§ Obiettivo 1
Estrai fedelmente dal testo il passo che inizia con "Mauro Di Vincenzo" e termina con "scalare qualche gradino.".

Mauro Di Vincenzo arrivò, o meglio tornò, nell’estate 1987. Tornò, perché era stato già in Fortitudo e anche in Virtus, per poi andare a fare bene a Livorno, sponda Pallacanestro e non Libertas. Sono due anni di esaltazioni e uno, quello finale, in cui nuovamente la carrozza tornò zucca senza però nessun principe a raccogliere scarpette e rimediare poi ai sortilegi del destino. Dopo l’ennesima retrocessione, Gambini pensò che fosse il caso di allungare il passo, sperando di non farlo più di quanto la gamba non permettesse, e oltre a chiudere con Andrea Sassoli modificò tante cose a vari livelli. Ecco quindi la firma con l’elegantissimo – anche se di solito la giacca volava in panchina al primo errore difensivo – Dottor Sottile, e una squadra che venne costruita con l’idea di salire subito (con due, e non più quattro, promozioni dirette) e di provare a scalare qualche gradino.

§ Dati forniti
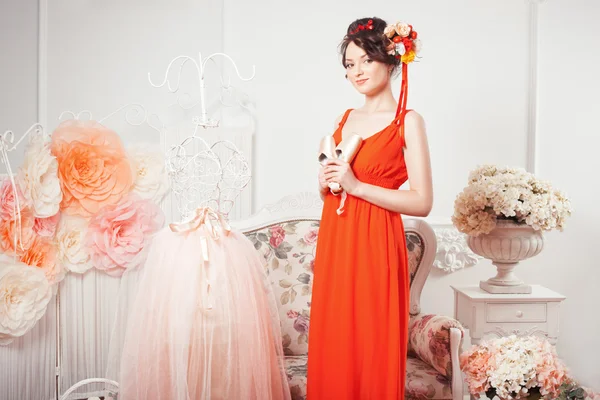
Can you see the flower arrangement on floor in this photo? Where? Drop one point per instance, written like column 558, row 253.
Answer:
column 508, row 193
column 80, row 200
column 519, row 367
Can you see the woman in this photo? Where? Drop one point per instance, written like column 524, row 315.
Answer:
column 359, row 315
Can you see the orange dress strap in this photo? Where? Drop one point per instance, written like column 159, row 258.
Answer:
column 400, row 121
column 345, row 117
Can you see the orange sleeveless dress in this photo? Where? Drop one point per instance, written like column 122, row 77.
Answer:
column 359, row 313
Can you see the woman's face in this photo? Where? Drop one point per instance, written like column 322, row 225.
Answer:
column 366, row 75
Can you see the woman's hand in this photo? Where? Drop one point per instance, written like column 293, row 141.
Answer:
column 323, row 184
column 339, row 171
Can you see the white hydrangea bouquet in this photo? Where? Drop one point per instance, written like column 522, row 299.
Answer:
column 508, row 193
column 519, row 367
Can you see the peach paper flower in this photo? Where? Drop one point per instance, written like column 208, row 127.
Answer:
column 8, row 200
column 24, row 234
column 93, row 167
column 46, row 227
column 42, row 254
column 25, row 296
column 119, row 235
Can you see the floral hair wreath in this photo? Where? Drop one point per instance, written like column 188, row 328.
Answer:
column 404, row 43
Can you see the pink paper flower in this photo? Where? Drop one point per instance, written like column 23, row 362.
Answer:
column 42, row 254
column 46, row 227
column 475, row 363
column 21, row 229
column 8, row 200
column 119, row 235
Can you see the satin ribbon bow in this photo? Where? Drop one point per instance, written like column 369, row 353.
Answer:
column 345, row 151
column 210, row 220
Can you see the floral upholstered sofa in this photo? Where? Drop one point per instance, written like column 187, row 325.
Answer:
column 285, row 234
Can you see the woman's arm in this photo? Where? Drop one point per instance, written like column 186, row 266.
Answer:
column 418, row 200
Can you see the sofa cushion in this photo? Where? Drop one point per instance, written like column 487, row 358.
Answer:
column 422, row 381
column 289, row 253
column 295, row 368
column 288, row 249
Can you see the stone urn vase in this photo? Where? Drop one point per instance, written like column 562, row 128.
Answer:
column 508, row 244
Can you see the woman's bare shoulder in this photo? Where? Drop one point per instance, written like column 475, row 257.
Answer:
column 338, row 120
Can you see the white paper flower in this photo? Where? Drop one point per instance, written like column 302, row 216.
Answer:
column 72, row 253
column 24, row 296
column 38, row 178
column 151, row 179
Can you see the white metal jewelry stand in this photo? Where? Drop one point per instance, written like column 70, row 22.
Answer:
column 204, row 174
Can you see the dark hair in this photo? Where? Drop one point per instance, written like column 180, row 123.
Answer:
column 372, row 41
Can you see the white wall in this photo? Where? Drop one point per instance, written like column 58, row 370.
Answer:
column 18, row 69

§ Obiettivo 2
Copia senza modifiche soltanto le righe delle voci che partono da quella contenente "Can you see the sofa" e terminano con quella contenente "column 372, row 41", entrambe incluse.

§ Risposta completa 1
Mauro Di Vincenzo arrivò, o meglio tornò, nell’estate 1987. Tornò, perché era stato già in Fortitudo e anche in Virtus, per poi andare a fare bene a Livorno, sponda Pallacanestro e non Libertas. Sono due anni di esaltazioni e uno, quello finale, in cui nuovamente la carrozza tornò zucca senza però nessun principe a raccogliere scarpette e rimediare poi ai sortilegi del destino. Dopo l’ennesima retrocessione, Gambini pensò che fosse il caso di allungare il passo, sperando di non farlo più di quanto la gamba non permettesse, e oltre a chiudere con Andrea Sassoli modificò tante cose a vari livelli. Ecco quindi la firma con l’elegantissimo – anche se di solito la giacca volava in panchina al primo errore difensivo – Dottor Sottile, e una squadra che venne costruita con l’idea di salire subito (con due, e non più quattro, promozioni dirette) e di provare a scalare qualche gradino.

§ Risposta completa 2
Can you see the sofa cushion in this photo? Where? Drop one point per instance, written like column 487, row 358.
Answer:
column 422, row 381
column 289, row 253
column 295, row 368
column 288, row 249
Can you see the stone urn vase in this photo? Where? Drop one point per instance, written like column 562, row 128.
Answer:
column 508, row 244
Can you see the woman's bare shoulder in this photo? Where? Drop one point per instance, written like column 475, row 257.
Answer:
column 338, row 120
Can you see the white paper flower in this photo? Where? Drop one point per instance, written like column 302, row 216.
Answer:
column 72, row 253
column 24, row 296
column 38, row 178
column 151, row 179
Can you see the white metal jewelry stand in this photo? Where? Drop one point per instance, written like column 70, row 22.
Answer:
column 204, row 174
Can you see the dark hair in this photo? Where? Drop one point per instance, written like column 180, row 123.
Answer:
column 372, row 41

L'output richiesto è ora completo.